== DESCRIPCIÓN DEL EJERCICIO ==
Recopila cada línea del listado que contenga la cadena "sign" y cópiala sin cambios.

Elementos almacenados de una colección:

--

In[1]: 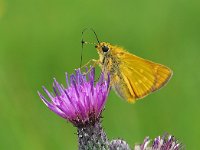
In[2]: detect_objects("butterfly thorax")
[96,42,121,76]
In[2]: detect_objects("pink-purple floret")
[38,68,110,126]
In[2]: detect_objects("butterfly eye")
[102,46,109,53]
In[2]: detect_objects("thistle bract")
[38,68,110,127]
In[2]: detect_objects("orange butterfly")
[83,31,172,103]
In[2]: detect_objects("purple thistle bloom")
[38,68,110,127]
[135,134,184,150]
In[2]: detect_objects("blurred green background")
[0,0,200,150]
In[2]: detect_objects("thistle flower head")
[135,134,184,150]
[38,68,110,127]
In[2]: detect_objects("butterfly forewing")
[119,52,171,102]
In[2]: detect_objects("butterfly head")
[95,42,112,56]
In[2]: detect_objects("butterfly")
[82,32,173,103]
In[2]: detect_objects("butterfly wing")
[113,52,172,102]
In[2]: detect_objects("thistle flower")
[38,68,110,150]
[135,134,184,150]
[38,68,109,127]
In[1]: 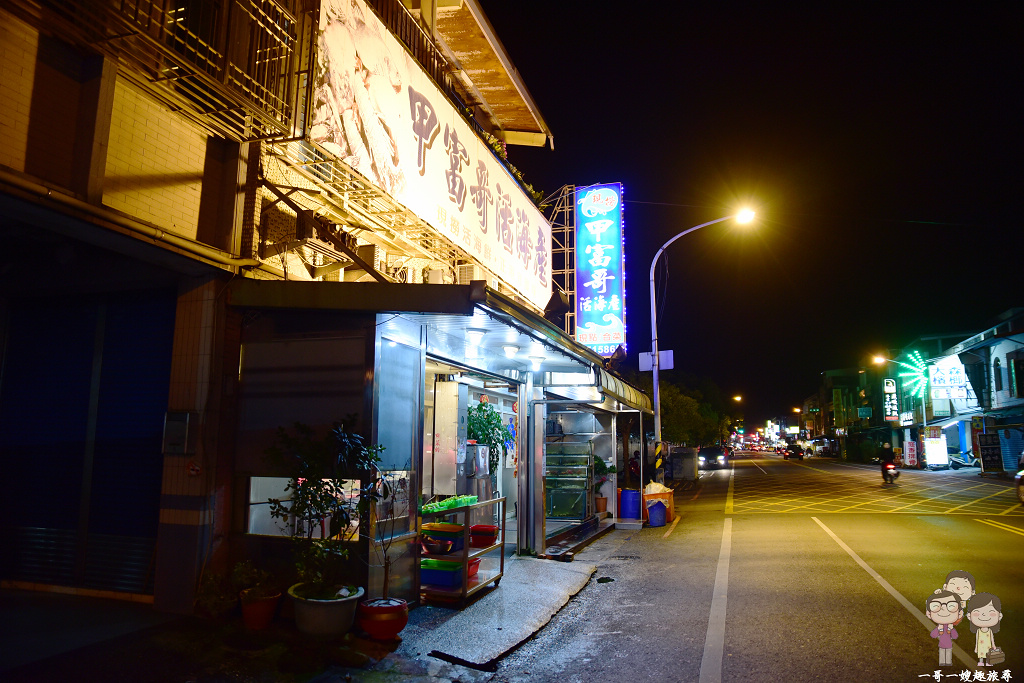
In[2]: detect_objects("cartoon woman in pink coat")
[967,593,1002,667]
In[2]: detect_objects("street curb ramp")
[395,557,597,671]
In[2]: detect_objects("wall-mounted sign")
[905,441,918,466]
[882,378,899,422]
[575,182,622,358]
[309,0,551,308]
[978,431,1002,472]
[928,354,978,417]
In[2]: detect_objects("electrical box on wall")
[163,411,199,456]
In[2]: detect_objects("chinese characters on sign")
[882,378,899,422]
[310,0,551,308]
[575,182,626,356]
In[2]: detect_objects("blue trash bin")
[647,501,667,526]
[618,488,640,519]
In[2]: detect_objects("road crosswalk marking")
[725,461,1024,518]
[975,519,1024,536]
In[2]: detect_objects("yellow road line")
[998,503,1024,515]
[946,488,1008,512]
[662,515,679,539]
[884,484,1001,512]
[975,519,1024,536]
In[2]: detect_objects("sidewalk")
[0,555,596,683]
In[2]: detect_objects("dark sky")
[480,0,1024,422]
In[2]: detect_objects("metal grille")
[544,185,575,338]
[13,0,312,141]
[2,527,157,595]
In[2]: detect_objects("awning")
[600,368,654,415]
[227,278,653,414]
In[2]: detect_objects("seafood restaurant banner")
[575,182,626,356]
[309,0,551,308]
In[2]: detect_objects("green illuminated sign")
[896,351,928,398]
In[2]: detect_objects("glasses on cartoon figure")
[928,601,959,612]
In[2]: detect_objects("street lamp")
[650,209,754,459]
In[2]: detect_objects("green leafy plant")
[466,401,513,474]
[266,417,384,600]
[594,456,615,496]
[231,560,281,602]
[196,571,239,618]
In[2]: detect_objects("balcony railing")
[7,0,312,140]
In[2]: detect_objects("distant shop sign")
[882,378,899,422]
[575,182,622,360]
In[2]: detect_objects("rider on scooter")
[879,441,899,479]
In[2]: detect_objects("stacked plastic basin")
[420,557,480,587]
[422,522,465,552]
[469,524,498,548]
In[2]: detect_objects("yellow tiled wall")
[103,78,206,239]
[0,9,39,171]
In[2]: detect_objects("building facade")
[0,0,650,612]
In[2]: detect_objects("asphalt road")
[488,454,1024,683]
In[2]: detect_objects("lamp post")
[640,209,754,458]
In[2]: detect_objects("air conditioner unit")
[459,263,490,285]
[387,265,423,284]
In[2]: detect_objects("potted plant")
[594,456,615,512]
[357,468,409,640]
[267,418,383,637]
[196,570,239,620]
[231,560,281,631]
[466,400,515,479]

--

== RESPUESTA DEL EJERCICIO ==
In[2]: detect_objects("wall-mounted sign")
In[2]: detect_objects("chinese characters on sign")
In[2]: detect_objects("green illuminated sign")
In[2]: detect_objects("distant shop sign")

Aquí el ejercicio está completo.